TASK GOAL: Format every line of the entries below as a Markdown table with two columns, Row for a running number and Line for the line itself, and skip any blank lines.
START INPUT RECORDS
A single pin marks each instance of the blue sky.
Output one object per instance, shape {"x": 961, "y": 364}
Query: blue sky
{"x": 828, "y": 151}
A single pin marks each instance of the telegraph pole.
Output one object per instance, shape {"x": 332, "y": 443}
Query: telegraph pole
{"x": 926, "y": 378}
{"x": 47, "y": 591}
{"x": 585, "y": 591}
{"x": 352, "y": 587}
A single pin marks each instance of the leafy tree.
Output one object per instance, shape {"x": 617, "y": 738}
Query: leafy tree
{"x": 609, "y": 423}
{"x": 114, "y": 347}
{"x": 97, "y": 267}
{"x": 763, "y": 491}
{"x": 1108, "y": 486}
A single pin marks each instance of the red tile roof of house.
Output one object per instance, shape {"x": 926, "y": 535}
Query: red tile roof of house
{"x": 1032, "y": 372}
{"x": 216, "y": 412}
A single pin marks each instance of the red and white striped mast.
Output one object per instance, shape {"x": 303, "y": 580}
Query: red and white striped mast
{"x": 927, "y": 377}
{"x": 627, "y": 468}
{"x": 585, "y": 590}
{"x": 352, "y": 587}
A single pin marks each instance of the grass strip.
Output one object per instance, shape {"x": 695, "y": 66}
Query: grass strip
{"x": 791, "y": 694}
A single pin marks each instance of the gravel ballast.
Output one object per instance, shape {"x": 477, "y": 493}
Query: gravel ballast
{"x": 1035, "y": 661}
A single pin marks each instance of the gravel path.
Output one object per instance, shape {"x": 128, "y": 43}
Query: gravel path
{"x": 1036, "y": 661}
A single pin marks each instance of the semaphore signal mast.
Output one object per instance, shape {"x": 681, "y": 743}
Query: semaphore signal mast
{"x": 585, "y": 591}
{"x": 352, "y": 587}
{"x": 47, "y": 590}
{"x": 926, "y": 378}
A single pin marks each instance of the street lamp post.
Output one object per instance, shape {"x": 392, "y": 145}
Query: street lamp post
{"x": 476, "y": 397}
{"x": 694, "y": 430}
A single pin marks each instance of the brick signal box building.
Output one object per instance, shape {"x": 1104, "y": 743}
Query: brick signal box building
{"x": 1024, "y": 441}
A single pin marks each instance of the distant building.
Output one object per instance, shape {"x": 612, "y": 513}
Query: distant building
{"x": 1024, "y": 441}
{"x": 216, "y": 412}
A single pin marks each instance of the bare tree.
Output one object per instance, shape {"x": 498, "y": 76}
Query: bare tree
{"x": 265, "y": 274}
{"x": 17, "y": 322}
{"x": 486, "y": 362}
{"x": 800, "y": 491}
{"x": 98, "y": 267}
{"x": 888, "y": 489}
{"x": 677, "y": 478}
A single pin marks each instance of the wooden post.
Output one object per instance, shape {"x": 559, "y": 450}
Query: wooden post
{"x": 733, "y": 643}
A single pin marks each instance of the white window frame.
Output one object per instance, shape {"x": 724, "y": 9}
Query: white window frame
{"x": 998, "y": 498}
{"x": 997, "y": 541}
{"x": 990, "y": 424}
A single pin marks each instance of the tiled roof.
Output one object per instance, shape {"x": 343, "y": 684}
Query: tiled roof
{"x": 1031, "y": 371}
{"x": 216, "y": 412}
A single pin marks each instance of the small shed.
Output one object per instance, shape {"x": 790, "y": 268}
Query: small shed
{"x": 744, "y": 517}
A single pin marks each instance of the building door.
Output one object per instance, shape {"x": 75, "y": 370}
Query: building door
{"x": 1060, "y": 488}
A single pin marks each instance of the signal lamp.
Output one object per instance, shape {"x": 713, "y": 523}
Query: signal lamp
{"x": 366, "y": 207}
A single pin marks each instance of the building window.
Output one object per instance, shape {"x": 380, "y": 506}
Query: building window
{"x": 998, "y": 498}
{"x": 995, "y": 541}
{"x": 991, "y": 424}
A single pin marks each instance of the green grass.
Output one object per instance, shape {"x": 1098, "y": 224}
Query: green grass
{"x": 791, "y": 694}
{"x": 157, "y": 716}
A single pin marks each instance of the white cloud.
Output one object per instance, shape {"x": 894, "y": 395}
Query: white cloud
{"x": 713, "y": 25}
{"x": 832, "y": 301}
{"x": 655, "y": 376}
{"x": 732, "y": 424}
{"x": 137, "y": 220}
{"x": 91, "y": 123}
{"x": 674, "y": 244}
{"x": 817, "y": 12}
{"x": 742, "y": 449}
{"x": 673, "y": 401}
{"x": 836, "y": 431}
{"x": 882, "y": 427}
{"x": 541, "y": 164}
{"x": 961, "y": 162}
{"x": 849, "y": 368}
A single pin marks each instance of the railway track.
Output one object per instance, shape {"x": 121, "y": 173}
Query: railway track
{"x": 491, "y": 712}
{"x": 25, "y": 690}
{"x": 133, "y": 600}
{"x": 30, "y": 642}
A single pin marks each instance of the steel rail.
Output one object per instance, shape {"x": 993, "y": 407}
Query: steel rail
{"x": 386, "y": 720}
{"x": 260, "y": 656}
END INPUT RECORDS
WORKED SOLUTION:
| Row | Line |
|---|---|
| 1 | A single pin marks each instance of the blue sky. |
| 2 | Output one object per instance, shape {"x": 961, "y": 364} |
| 3 | Query: blue sky |
| 4 | {"x": 828, "y": 151} |
| 5 | A single pin marks each instance of the telegraph pole. |
| 6 | Output one object per instance, shape {"x": 332, "y": 443} |
| 7 | Query: telegraph pole |
| 8 | {"x": 926, "y": 378} |
| 9 | {"x": 47, "y": 591} |
| 10 | {"x": 585, "y": 591} |
| 11 | {"x": 352, "y": 587} |
| 12 | A single pin marks each instance of the leafy tree. |
| 13 | Output one object per instance, shape {"x": 617, "y": 738} |
| 14 | Query: leafy tree |
| 15 | {"x": 609, "y": 423} |
| 16 | {"x": 114, "y": 347} |
| 17 | {"x": 97, "y": 267} |
| 18 | {"x": 763, "y": 491} |
| 19 | {"x": 1108, "y": 486} |
| 20 | A single pin marks each instance of the red tile roof of house. |
| 21 | Output one object per instance, shape {"x": 926, "y": 535} |
| 22 | Query: red tile roof of house |
| 23 | {"x": 1032, "y": 372} |
| 24 | {"x": 216, "y": 412} |
| 25 | A single pin marks each instance of the red and white striped mast. |
| 26 | Output one object per instance, shape {"x": 303, "y": 580} |
| 27 | Query: red and white striped mast |
| 28 | {"x": 927, "y": 377} |
| 29 | {"x": 627, "y": 468} |
| 30 | {"x": 585, "y": 590} |
| 31 | {"x": 352, "y": 587} |
| 32 | A single pin marks each instance of the grass strip. |
| 33 | Output one object per instance, shape {"x": 695, "y": 66} |
| 34 | Query: grass strip |
| 35 | {"x": 791, "y": 694} |
| 36 | A single pin marks each instance of the gravel ballast. |
| 37 | Output one object per instance, shape {"x": 477, "y": 493} |
| 38 | Query: gravel ballast |
| 39 | {"x": 1035, "y": 661} |
| 40 | A single pin marks each instance of the gravel path. |
| 41 | Output one object per instance, shape {"x": 128, "y": 43} |
| 42 | Query: gravel path |
| 43 | {"x": 1036, "y": 661} |
| 44 | A single pin marks each instance of the semaphore signal mast. |
| 45 | Output one object per instance, shape {"x": 681, "y": 743} |
| 46 | Query: semaphore signal mast |
| 47 | {"x": 585, "y": 591} |
| 48 | {"x": 352, "y": 587} |
| 49 | {"x": 47, "y": 590} |
| 50 | {"x": 926, "y": 378} |
| 51 | A single pin marks each instance of the street lamp post. |
| 52 | Output one object per instance, shape {"x": 392, "y": 145} |
| 53 | Query: street lamp post |
| 54 | {"x": 476, "y": 397} |
| 55 | {"x": 694, "y": 430} |
| 56 | A single pin marks each instance of the brick signal box building. |
| 57 | Output one object per instance, shape {"x": 1104, "y": 743} |
| 58 | Query: brick signal box building |
| 59 | {"x": 1024, "y": 441} |
| 60 | A single pin marks each instance of the distant building. |
| 61 | Output one object per instance, shape {"x": 612, "y": 513} |
| 62 | Query: distant building |
| 63 | {"x": 1024, "y": 441} |
| 64 | {"x": 216, "y": 412} |
| 65 | A single pin marks each instance of the bare tree. |
| 66 | Output one object per instance, shape {"x": 498, "y": 76} |
| 67 | Query: bare tree |
| 68 | {"x": 265, "y": 274} |
| 69 | {"x": 17, "y": 322} |
| 70 | {"x": 486, "y": 362} |
| 71 | {"x": 800, "y": 491} |
| 72 | {"x": 98, "y": 267} |
| 73 | {"x": 888, "y": 489} |
| 74 | {"x": 677, "y": 478} |
| 75 | A single pin marks each instance of the wooden post. |
| 76 | Output one object per instance, shape {"x": 559, "y": 450} |
| 77 | Query: wooden post |
| 78 | {"x": 733, "y": 643} |
| 79 | A single pin marks each instance of the white window frame. |
| 80 | Output one object per instance, shape {"x": 724, "y": 9} |
| 81 | Query: white window frame |
| 82 | {"x": 998, "y": 498} |
| 83 | {"x": 997, "y": 541} |
| 84 | {"x": 990, "y": 424} |
| 85 | A single pin marks each instance of the tiled roof. |
| 86 | Output one object per instance, shape {"x": 343, "y": 684} |
| 87 | Query: tiled roof |
| 88 | {"x": 1031, "y": 371} |
| 89 | {"x": 216, "y": 412} |
| 90 | A single pin marks each instance of the small shed. |
| 91 | Output one object per instance, shape {"x": 790, "y": 268} |
| 92 | Query: small shed |
| 93 | {"x": 744, "y": 517} |
| 94 | A single pin marks each instance of the building door. |
| 95 | Output one object per instance, shape {"x": 75, "y": 370} |
| 96 | Query: building door |
| 97 | {"x": 1060, "y": 488} |
| 98 | A single pin marks each instance of the signal lamp. |
| 99 | Output one object per instance, shape {"x": 713, "y": 523} |
| 100 | Query: signal lamp |
| 101 | {"x": 366, "y": 207} |
| 102 | A single pin marks each instance of the building window. |
| 103 | Output one object per instance, shape {"x": 380, "y": 506} |
| 104 | Query: building window |
| 105 | {"x": 998, "y": 498} |
| 106 | {"x": 995, "y": 541} |
| 107 | {"x": 991, "y": 424} |
| 108 | A single pin marks each instance of the green grass. |
| 109 | Output one object per instance, shape {"x": 1098, "y": 224} |
| 110 | Query: green grass |
| 111 | {"x": 791, "y": 694} |
| 112 | {"x": 157, "y": 716} |
| 113 | A single pin marks each instance of the white cloud. |
| 114 | Output one object per instance, shape {"x": 894, "y": 395} |
| 115 | Query: white cloud |
| 116 | {"x": 713, "y": 25} |
| 117 | {"x": 832, "y": 301} |
| 118 | {"x": 655, "y": 376} |
| 119 | {"x": 732, "y": 424} |
| 120 | {"x": 137, "y": 220} |
| 121 | {"x": 91, "y": 123} |
| 122 | {"x": 674, "y": 244} |
| 123 | {"x": 817, "y": 12} |
| 124 | {"x": 742, "y": 449} |
| 125 | {"x": 673, "y": 401} |
| 126 | {"x": 836, "y": 431} |
| 127 | {"x": 882, "y": 427} |
| 128 | {"x": 541, "y": 164} |
| 129 | {"x": 961, "y": 162} |
| 130 | {"x": 849, "y": 368} |
| 131 | A single pin marks each instance of the railway track. |
| 132 | Output one object per instance, shape {"x": 121, "y": 173} |
| 133 | Query: railway track |
| 134 | {"x": 491, "y": 712} |
| 135 | {"x": 25, "y": 690} |
| 136 | {"x": 133, "y": 600} |
| 137 | {"x": 30, "y": 642} |
| 138 | A single pin marks each instance of the steel rail. |
| 139 | Output one object per instance, shape {"x": 993, "y": 407} |
| 140 | Query: steel rail |
| 141 | {"x": 386, "y": 720} |
| 142 | {"x": 260, "y": 656} |